» Work instruction: Working from the entries that follow, retype each one without any alteration.

┏━━

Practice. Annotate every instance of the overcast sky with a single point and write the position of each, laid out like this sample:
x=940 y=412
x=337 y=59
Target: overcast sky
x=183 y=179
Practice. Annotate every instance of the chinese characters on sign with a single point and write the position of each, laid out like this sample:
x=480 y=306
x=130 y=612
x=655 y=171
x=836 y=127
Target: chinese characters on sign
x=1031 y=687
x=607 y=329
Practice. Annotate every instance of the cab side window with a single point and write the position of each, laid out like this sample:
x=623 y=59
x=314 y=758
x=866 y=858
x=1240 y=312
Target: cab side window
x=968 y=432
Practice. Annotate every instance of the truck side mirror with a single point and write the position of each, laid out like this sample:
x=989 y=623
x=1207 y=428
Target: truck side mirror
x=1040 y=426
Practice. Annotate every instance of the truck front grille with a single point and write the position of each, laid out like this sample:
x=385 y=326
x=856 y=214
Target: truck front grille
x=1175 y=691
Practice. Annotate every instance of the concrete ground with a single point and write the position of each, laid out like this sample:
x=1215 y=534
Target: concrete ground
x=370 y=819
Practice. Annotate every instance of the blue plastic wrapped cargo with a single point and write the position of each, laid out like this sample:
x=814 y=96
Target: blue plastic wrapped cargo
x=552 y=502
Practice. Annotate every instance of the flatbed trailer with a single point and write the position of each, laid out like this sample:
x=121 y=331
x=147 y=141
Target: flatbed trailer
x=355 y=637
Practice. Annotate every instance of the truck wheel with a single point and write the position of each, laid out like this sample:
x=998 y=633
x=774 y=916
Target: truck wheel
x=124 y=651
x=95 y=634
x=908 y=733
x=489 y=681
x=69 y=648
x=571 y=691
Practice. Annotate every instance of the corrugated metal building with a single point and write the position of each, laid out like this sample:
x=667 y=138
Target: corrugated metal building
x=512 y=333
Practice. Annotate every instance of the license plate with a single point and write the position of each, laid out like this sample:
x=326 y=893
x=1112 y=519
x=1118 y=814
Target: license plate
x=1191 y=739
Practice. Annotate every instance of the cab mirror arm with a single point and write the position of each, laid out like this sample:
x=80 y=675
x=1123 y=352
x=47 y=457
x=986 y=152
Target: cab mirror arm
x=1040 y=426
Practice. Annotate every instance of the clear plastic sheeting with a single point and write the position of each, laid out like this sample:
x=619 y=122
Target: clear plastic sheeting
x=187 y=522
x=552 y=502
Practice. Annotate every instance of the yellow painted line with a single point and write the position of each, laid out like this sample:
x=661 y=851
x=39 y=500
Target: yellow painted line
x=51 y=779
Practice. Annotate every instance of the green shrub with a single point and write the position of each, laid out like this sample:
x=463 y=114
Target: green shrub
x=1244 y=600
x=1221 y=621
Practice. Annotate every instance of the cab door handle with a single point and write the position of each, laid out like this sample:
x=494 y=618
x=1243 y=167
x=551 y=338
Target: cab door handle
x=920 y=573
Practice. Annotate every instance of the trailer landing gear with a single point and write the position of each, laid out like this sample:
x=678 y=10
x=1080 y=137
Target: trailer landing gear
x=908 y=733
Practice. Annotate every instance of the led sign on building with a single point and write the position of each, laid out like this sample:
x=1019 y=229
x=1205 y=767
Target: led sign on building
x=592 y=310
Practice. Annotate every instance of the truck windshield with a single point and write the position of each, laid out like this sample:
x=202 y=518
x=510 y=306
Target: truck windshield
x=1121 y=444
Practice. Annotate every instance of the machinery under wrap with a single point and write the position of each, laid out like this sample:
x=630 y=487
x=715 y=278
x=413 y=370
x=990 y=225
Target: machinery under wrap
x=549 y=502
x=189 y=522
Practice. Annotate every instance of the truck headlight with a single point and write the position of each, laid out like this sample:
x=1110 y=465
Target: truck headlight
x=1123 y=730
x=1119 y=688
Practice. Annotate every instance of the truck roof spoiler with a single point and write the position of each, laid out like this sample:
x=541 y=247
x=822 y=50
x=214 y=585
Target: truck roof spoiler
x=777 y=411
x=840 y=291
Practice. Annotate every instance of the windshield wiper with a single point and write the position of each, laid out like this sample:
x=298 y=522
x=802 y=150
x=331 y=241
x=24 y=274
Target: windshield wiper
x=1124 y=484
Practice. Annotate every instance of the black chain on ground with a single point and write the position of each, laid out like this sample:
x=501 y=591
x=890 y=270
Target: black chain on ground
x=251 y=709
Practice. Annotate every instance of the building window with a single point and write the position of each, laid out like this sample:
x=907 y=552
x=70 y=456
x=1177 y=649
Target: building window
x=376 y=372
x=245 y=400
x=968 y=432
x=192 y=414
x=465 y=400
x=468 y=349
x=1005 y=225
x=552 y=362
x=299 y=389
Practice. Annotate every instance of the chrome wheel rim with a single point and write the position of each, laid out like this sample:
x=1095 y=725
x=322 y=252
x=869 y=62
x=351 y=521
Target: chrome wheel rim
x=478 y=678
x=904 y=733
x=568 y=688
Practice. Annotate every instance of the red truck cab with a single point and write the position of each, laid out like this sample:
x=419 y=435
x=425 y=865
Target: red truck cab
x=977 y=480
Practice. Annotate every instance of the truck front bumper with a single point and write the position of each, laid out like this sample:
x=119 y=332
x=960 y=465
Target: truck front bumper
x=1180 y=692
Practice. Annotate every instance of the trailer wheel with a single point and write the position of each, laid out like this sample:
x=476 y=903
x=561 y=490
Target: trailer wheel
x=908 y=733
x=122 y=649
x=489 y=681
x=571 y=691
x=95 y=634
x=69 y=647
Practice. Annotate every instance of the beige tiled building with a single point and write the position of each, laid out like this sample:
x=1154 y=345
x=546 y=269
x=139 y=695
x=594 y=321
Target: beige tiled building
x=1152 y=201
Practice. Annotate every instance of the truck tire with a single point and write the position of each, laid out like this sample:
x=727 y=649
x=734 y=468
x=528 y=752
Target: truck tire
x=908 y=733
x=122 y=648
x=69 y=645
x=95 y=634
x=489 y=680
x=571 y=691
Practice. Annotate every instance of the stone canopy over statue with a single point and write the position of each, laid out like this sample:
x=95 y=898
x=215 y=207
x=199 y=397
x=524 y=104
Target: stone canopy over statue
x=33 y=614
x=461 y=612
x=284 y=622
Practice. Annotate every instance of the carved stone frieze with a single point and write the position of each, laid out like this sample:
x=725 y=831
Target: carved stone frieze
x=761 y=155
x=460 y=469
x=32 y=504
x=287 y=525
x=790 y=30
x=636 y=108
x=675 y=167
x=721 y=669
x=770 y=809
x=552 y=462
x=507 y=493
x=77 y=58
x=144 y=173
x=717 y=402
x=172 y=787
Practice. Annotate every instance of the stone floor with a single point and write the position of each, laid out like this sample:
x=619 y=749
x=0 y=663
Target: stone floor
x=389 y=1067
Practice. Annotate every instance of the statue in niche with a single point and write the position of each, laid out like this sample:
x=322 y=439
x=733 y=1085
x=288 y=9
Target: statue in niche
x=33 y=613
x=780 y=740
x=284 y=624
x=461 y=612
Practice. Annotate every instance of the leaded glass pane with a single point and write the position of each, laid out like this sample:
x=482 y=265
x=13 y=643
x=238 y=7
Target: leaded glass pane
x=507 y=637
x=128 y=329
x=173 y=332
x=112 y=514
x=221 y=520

┗━━

» Solved exercise:
Practice. Annotate every instance of the overcast sky with a single point and write the position of each, laid out like this sample:
x=940 y=412
x=337 y=59
Target: overcast sky
x=183 y=179
Practice. Annotate every instance of the chinese characters on sign with a single point and write the position of each, laid out like this sample:
x=480 y=306
x=130 y=612
x=655 y=171
x=836 y=127
Target: chinese characters on sign
x=1031 y=687
x=607 y=329
Practice. Annotate every instance of the cab side window with a single point and write the position of each, laid out like this sample:
x=623 y=59
x=314 y=758
x=866 y=858
x=1240 y=312
Target: cab side window
x=968 y=432
Practice. Annotate every instance of the truck side mirror with a single point and write the position of each, laid out like this sample:
x=989 y=623
x=1207 y=428
Target: truck side mirror
x=1040 y=426
Practice. Annotate every instance of the truck front grille with a single point and write the position of each, laid out like this sample:
x=385 y=326
x=856 y=214
Target: truck front grille
x=1175 y=691
Practice. Annotate every instance of the concrete ground with a single point and write the position of each, laid out like this sample:
x=1215 y=534
Target: concrete ground
x=370 y=819
Practice. Annotate every instance of the blue plastic wrapped cargo with a single point and write the position of each, laid out like this sample:
x=814 y=96
Target: blue plastic wrapped cargo
x=552 y=502
Practice. Annotate every instance of the flatbed trailer with a single point and write the position of each, laid out like this sample:
x=121 y=331
x=147 y=141
Target: flatbed trailer
x=355 y=637
Practice. Annotate every instance of the truck wheel with a single point and write the position of each, laid out like this sample:
x=998 y=633
x=774 y=916
Target: truck wheel
x=124 y=651
x=95 y=634
x=908 y=733
x=489 y=681
x=69 y=648
x=571 y=691
Practice. Annotate every instance of the corrugated metal building with a single point and write the position of each, laid out like this sample:
x=667 y=138
Target: corrugated metal building
x=512 y=333
Practice. Annotate every instance of the license plate with a single point and write the position of each, laid out like this sample:
x=326 y=893
x=1112 y=519
x=1118 y=814
Target: license plate
x=1191 y=739
Practice. Annotate every instance of the cab mirror arm with a single point and write the position of each, laid out like this sample:
x=80 y=675
x=1123 y=352
x=47 y=457
x=986 y=152
Target: cab mirror arm
x=1040 y=426
Practice. Annotate every instance of the clear plastic sheeting with a single point and write the position of each, laid out like this sample:
x=619 y=122
Target: clear plastic sheeting
x=187 y=522
x=552 y=502
Practice. Annotate every instance of the yellow painted line with a single point and write the position of each, laid out like this sample:
x=661 y=851
x=39 y=500
Target: yellow painted line
x=51 y=779
Practice. Annotate every instance of the green shrub with a single point and write the position of each, laid out like this sample:
x=463 y=114
Target: green shrub
x=1244 y=600
x=1221 y=621
Practice. Annotate every instance of the cab door handle with a single point and write the position of each, laid out like this sample:
x=494 y=618
x=1243 y=167
x=551 y=338
Target: cab door handle
x=920 y=573
Practice. Annotate every instance of the trailer landing gear with a single point and write the position of each, laid out like this sample:
x=678 y=10
x=1080 y=137
Target: trailer landing gear
x=908 y=733
Practice. Annotate every instance of the led sign on building with a single point and write the position of each, laid out like this sample:
x=1019 y=229
x=1205 y=767
Target: led sign on building
x=592 y=310
Practice. Annotate every instance of the truck windshield with a single point and write the position of each, laid out like this sample:
x=202 y=518
x=510 y=306
Target: truck windshield
x=1121 y=444
Practice. Annotate every instance of the machinery under wrap with a single point and write the position of each, laid out like this sample:
x=630 y=487
x=715 y=278
x=413 y=370
x=990 y=225
Target: machinery under wrap
x=549 y=502
x=189 y=522
Practice. Annotate every instance of the truck headlight with a single point and write the position of each, laid out like this sample:
x=1110 y=465
Target: truck headlight
x=1123 y=730
x=1119 y=688
Practice. Annotate every instance of the truck roof spoiler with a single point and write the position of each, laid out like this sample:
x=541 y=247
x=822 y=50
x=214 y=585
Target: truck roof spoiler
x=777 y=411
x=840 y=291
Practice. Annotate every instance of the windshield wiper with a single point and write the position of each, laid out like this sample:
x=298 y=522
x=802 y=150
x=331 y=241
x=24 y=274
Target: windshield wiper
x=1124 y=484
Practice. Annotate every instance of the black chain on ground with a single point and write the position of each, laid out like this sample:
x=501 y=591
x=890 y=270
Target: black chain on ground
x=251 y=709
Practice. Annotate every instance of the building window with a single point and write the position of each, laid out like this sample:
x=907 y=552
x=70 y=456
x=1177 y=649
Target: building window
x=376 y=372
x=245 y=400
x=968 y=432
x=192 y=414
x=465 y=400
x=468 y=349
x=1005 y=225
x=552 y=362
x=299 y=389
Practice. Annotate every instance of the chrome wheel rim with a single point and write the position of each, laid out like this sample:
x=1095 y=725
x=322 y=252
x=869 y=62
x=351 y=521
Target: chrome wheel rim
x=478 y=678
x=904 y=733
x=568 y=688
Practice. Annotate every instance of the red truck cab with a single point and write the position of each, laid out like this sample:
x=419 y=435
x=425 y=865
Target: red truck cab
x=977 y=480
Practice. Annotate every instance of the truck front bumper with a single point and write the position of each, laid out like this sample:
x=119 y=332
x=960 y=465
Target: truck front bumper
x=1180 y=692
Practice. Annotate every instance of the trailer wheel with a single point and write the position of each, laid out like this sample:
x=476 y=903
x=561 y=490
Target: trailer wheel
x=908 y=733
x=122 y=649
x=489 y=681
x=571 y=691
x=95 y=634
x=69 y=647
Practice. Annotate every instance of the beige tiled building with a single point and write the position of each, laid out like this sample:
x=1154 y=345
x=546 y=269
x=139 y=695
x=594 y=321
Target: beige tiled building
x=1152 y=201
Practice. Annotate every instance of the truck tire with a single point and write the position of each, laid out like this sample:
x=727 y=649
x=734 y=468
x=528 y=752
Target: truck tire
x=908 y=733
x=122 y=648
x=69 y=645
x=95 y=634
x=489 y=680
x=571 y=691
Practice. Annotate every instance of the stone canopy over statue with a single point and write the position of each, laid out like this sample:
x=95 y=898
x=215 y=207
x=199 y=397
x=524 y=104
Target: stone canopy over statue
x=33 y=614
x=461 y=612
x=284 y=622
Practice. Annotate every instance of the carved stone frieze with a single point and write the position of each, laid out like this sample:
x=725 y=831
Target: carved stone frieze
x=761 y=155
x=460 y=469
x=32 y=504
x=287 y=525
x=790 y=30
x=636 y=108
x=675 y=167
x=721 y=669
x=770 y=809
x=552 y=462
x=507 y=493
x=77 y=58
x=144 y=173
x=717 y=402
x=172 y=787
Practice. Annotate every instance of the stone floor with a single point and write the position of each, laid out like this sample:
x=619 y=749
x=0 y=663
Target: stone floor
x=389 y=1067
Practice. Annotate every instance of the statue in niche with a single point and write the position of each, laid out like this sample:
x=322 y=439
x=733 y=1085
x=288 y=9
Target: statue in niche
x=33 y=613
x=780 y=740
x=284 y=624
x=461 y=612
Practice. Annotate every instance of the leaded glass pane with a single point and write the position of each, laid out like this sample:
x=482 y=265
x=13 y=643
x=238 y=7
Target: leaded glass pane
x=507 y=637
x=128 y=329
x=173 y=332
x=112 y=514
x=221 y=520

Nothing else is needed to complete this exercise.